» Tarea A: Edita el fragmento sobre la Pascua desde "La espera de" hasta "fantástico! ¡Sería la Pascua!" y escríbelo de nuevo con "espectadores" en lugar de "consumidores".
» Tarea B: Según el fragmento sobre la Pascua, ¿cómo es siempre la espera de la resurrección?

» Fragmento:
########################################

Cristo, alegría del mundo, ha resucitado. La tensa espera, el anuncio entre sombras, se hace luz llenando de esperanza todos los rincones de humanidad desnuda y rota. La muerte ya no es muerte y el fracaso de la humanidad, revierte en vida. Tenemos miles de expresiones de alegría, nos felicitamos la vida y celebramos la vida.

La pregunta, sin embargo, es ¿qué vida celebramos? o ¿con qué anhelo de vida llegamos a la Pascua? o ¿qué realidad tiene la afirmación de que vivimos una nueva vida en Cristo?

La espera de la resurrección es siempre creativa y difícil. Se entrecruzan tantos signos de esperanza como de costumbre; tanta vitalidad como inercia. Somos los hombres y mujeres de esta era grandes consumidores, también de ciclos litúrgicos. Poco nos sorprende y, casi siempre, sabemos lo que viene. Tiene que ocurrir algún acontecimiento, que nos afecte personalmente, para trastocarnos la espera o lo sabido. Lo ideal es que la Pascua fuese el acontecimiento personal de tal envergadura que hubiésemos amanecido personas nuevas. ¡Sería fantástico! ¡Sería la Pascua!

Ocurre, por el contrario, que nuestras palabras de Pascua están plagadas de «cuaresmas incompletas», de proyectos inacabados, de sensaciones confusas y de convicciones sin resurrección. A lo peor, como en tantas otras ocasiones, también la Pascua nos ha pillado por sorpresa. Y no ha sido por falta de aviso, cuarenta reiteraciones de preparación no han servido para amanecer sonriendo a la creación renovada en Cristo. ¡Qué será tan fuerte en la costumbre que consigue amortiguar la luz cegadora de la resurrección! Tantas seguridades o inseguridades concretas, numéricas y prácticas, que consiguen poner entre paréntesis la poética seguridad de que lo nuestro es otra vida, otro estilo, otras relaciones, otro amor.

########################################

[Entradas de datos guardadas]
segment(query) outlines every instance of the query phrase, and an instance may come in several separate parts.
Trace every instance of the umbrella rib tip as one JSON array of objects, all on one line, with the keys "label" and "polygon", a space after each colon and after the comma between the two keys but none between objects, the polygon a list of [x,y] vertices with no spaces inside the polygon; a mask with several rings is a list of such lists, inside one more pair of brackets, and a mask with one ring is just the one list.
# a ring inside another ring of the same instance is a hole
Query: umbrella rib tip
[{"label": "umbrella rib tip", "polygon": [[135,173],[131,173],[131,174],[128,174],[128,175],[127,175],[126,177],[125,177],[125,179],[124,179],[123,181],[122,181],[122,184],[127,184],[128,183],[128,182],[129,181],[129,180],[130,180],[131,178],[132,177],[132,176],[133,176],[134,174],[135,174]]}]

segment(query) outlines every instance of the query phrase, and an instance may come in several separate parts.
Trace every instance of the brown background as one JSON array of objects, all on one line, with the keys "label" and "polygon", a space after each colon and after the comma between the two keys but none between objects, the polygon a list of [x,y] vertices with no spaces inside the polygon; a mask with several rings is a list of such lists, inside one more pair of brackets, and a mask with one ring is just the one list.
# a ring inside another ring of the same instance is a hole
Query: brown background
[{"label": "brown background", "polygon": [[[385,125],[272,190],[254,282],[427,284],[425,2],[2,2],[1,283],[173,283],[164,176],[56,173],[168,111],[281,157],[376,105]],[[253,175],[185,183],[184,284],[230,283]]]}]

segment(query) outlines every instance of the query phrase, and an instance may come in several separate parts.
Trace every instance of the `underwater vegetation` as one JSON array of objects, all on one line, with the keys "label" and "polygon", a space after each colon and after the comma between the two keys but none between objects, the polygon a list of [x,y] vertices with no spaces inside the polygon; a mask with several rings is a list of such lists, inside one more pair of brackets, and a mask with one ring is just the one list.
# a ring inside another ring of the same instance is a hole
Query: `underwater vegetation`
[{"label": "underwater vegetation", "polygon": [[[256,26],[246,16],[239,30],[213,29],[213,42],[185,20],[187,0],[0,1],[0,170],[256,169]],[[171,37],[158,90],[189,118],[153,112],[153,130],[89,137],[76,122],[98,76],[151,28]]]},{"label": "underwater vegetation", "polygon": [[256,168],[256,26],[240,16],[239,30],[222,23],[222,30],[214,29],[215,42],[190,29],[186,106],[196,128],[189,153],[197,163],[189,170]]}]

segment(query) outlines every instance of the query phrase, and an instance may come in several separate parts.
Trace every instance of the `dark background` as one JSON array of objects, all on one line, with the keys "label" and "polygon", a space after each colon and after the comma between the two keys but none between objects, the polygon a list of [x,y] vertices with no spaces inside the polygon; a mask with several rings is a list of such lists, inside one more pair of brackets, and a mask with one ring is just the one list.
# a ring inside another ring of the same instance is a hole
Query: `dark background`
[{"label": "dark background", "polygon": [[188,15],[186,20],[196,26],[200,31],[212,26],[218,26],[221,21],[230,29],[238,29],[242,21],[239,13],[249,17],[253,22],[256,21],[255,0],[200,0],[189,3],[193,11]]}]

########################################

» Respuesta A:
La espera de la resurrección es siempre creativa y difícil. Se entrecruzan tantos signos de esperanza como de costumbre; tanta vitalidad como inercia. Somos los hombres y mujeres de esta era grandes espectadores, también de ciclos litúrgicos. Poco nos sorprende y, casi siempre, sabemos lo que viene. Tiene que ocurrir algún acontecimiento, que nos afecte personalmente, para trastocarnos la espera o lo sabido. Lo ideal es que la Pascua fuese el acontecimiento personal de tal envergadura que hubiésemos amanecido personas nuevas. ¡Sería fantástico! ¡Sería la Pascua!

» Respuesta B: Creativa y difícil.